AIM OF THE EXERCISE -
Without any of the pictures, set down the data below exactly.

DATASET RECORDS -
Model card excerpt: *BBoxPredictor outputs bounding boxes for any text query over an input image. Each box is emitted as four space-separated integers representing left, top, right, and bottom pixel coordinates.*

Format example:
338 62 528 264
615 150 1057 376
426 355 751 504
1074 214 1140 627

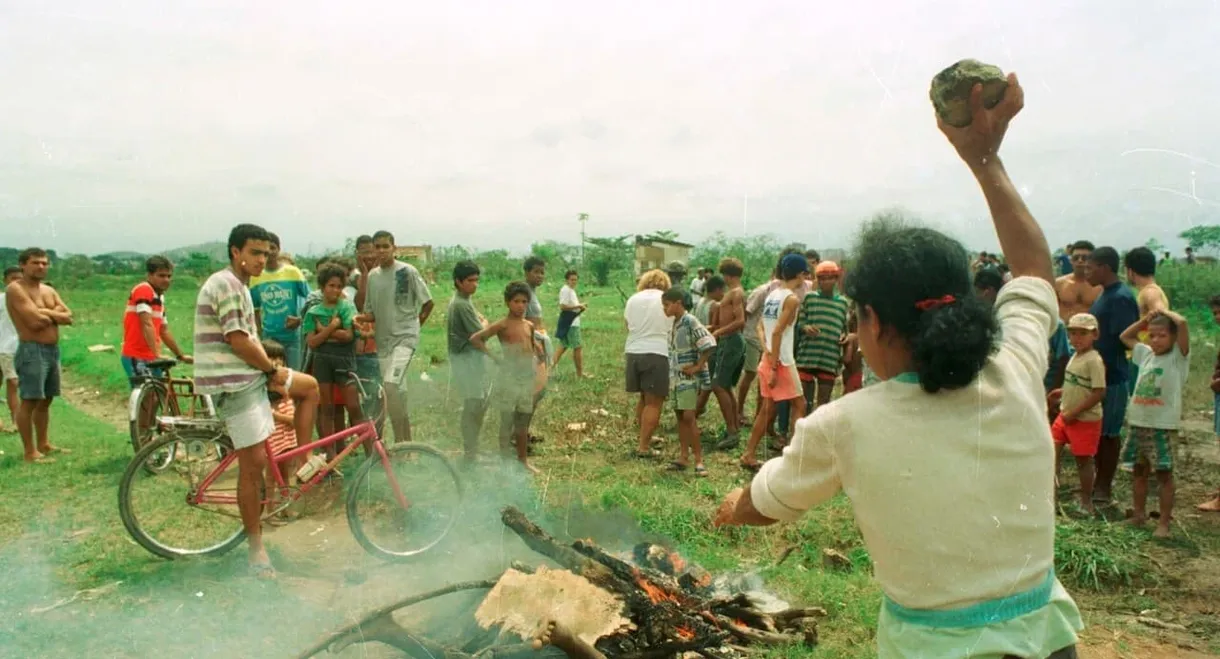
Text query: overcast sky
1 0 1218 257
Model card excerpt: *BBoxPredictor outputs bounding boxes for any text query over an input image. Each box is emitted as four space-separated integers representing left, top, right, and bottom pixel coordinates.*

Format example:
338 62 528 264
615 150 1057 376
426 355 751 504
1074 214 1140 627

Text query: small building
819 248 848 264
634 236 694 276
394 245 433 266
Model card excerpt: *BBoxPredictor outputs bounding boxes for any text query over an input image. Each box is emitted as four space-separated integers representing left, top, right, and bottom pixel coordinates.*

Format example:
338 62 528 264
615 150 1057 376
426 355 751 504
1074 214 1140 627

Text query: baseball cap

RESPONSE -
Model card excerpt: *BBoxPredictor outputs bounding boxes for any text query over an input image. Each box is emitted as four space-separated integers representing left, top, right, and bottom pixel coordinates.*

Format example:
338 62 528 264
615 150 1057 376
426 355 751 504
1074 214 1140 627

Text query: overcast sky
1 0 1218 257
Model card excerpt: *BBoxPredictor outputs bounding boxes for any text query over an input image. Each box is emitted as four space-separated integers representing left, top, right, and bottom pixel coordinates.*

Format example:
338 62 528 264
615 150 1057 376
426 355 751 504
1074 214 1140 627

Text query: small building
819 248 848 264
634 236 694 276
394 245 433 266
Model card excerpt: *BBoxPredictor outputs bounding boxes for any text query over an input image. Each box is emitted as four space-separated integers representing left, top, right, and bottom pixel coordinates.*

Format example:
338 62 528 264
615 150 1057 376
426 355 751 504
1074 214 1140 627

Text query: baseball cap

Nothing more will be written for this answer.